*DOCUMENT EXCERPT:*
※
Major Breakthrough Allows Scientists to Better Understand Inflammatory Diseases
Scientists have just achieved a major breakthrough in understanding how inflammation works on a cellular level. This new research, led by Dr. Evanna Mills of Trinity College Dublin, was recently published in the journal Cell.
Mills and her team from 9 different institutions have found that when macrophage cells are activated, they re-wire the mitochondria in the cells to a point that the response becomes abnormal. In this case, this presents with inflammatory diseases and conditions like Crohn’s, arthritis, irritable bowel syndrome, and a host of other painful conditions. [1]
While acute inflammation works to help the body fight disease, the macrophage coerces the mitochondria into creating toxic products from oxygen using an enzyme called succinate dehydrogenase. This causes pain and inflammation throughout the body. Normal macrophages also work to repair tissue that has been damaged as a result of inflammation and helps the body repress the inflammation when it is time for the body to stop fighting the disease. However, in inflammatory conditions, the macrophages are unable to help in this process. [2]
Succinate dehydrogenase may also help suppress tumors, which makes the enzyme one that researchers are very interested in.
This new study can now help doctors target treatments of inflammatory diseases and responses while possibly helping provide relief for a wide range of conditions in the future.
Read: Experimental Stem Cell Therapy Shows Promise Against Arthritis
Dr. Beth Kelly, co-lead author on the study, said:
“Preventing this process turns the macrophage into a more benign anti-inflammatory cell, so if we can find a way of mediating the macrophage response, we might be able to preferentially calm down the inflammation.” [3]
This research is the newest contribution to the growing field of immunometabolism. This field studies the relationship between the immune system and metabolic responses.
Researchers who worked on the study are optimistic that this new breakthrough will make it possible for them to create targeted treatment options for patients in the future, helping them live a better and fuller life.
The scientists came together from Trinity College Dublin, Universities of Cambridge, Helsinki and Tampere, Harvard Medical School, the Medical Research Council UK Cancer Unit, Cancer Research UK Beatson Institute Glasgow, and the Max Planck Institute, Germany.
※
*EXERCISE SET:*
- 1) Reproduce the part of the inflammation article between "Read: Experimental Stem" and "and metabolic responses.", inclusive.
- 2) Do these statements agree with the inflammation article? For each, answer yes or no and quote the words that settle it. (a) The research appeared in the journal Cell. (b) Dr. Mills's team came from five institutions. (c) Immunometabolism studies the relationship between the immune system and metabolic responses.
Use only the inflammation article for the tasks that use it.
※
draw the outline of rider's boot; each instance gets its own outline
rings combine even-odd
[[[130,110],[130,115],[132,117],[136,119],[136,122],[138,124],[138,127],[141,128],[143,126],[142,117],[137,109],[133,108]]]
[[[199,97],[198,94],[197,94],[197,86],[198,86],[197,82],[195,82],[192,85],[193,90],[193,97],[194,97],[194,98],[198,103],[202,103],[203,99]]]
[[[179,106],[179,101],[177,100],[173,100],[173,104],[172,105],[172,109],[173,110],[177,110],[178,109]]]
※
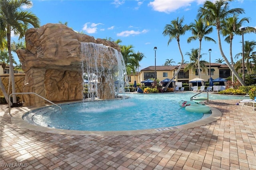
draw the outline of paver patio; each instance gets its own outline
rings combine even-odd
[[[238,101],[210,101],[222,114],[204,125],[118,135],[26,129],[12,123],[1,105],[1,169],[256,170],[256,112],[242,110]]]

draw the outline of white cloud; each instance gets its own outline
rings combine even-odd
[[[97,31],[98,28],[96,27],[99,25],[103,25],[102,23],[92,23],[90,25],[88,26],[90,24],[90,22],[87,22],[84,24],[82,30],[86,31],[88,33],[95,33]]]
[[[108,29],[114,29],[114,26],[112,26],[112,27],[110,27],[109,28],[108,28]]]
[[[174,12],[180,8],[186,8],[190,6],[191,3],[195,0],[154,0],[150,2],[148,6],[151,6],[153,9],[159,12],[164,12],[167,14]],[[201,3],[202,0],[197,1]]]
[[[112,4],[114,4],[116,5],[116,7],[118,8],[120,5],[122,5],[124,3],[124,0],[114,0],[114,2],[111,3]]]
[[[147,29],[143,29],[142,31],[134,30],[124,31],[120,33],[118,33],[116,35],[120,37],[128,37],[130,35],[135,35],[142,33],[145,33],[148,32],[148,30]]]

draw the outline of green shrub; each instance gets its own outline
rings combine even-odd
※
*RESPONSES:*
- 1)
Read: Experimental Stem Cell Therapy Shows Promise Against Arthritis
Dr. Beth Kelly, co-lead author on the study, said:
“Preventing this process turns the macrophage into a more benign anti-inflammatory cell, so if we can find a way of mediating the macrophage response, we might be able to preferentially calm down the inflammation.” [3]
This research is the newest contribution to the growing field of immunometabolism. This field studies the relationship between the immune system and metabolic responses.

- 2)
(a) Yes: "was recently published in the journal Cell."
(b) No: "Mills and her team from 9 different institutions"
(c) Yes: "This field studies the relationship between the immune system and metabolic responses."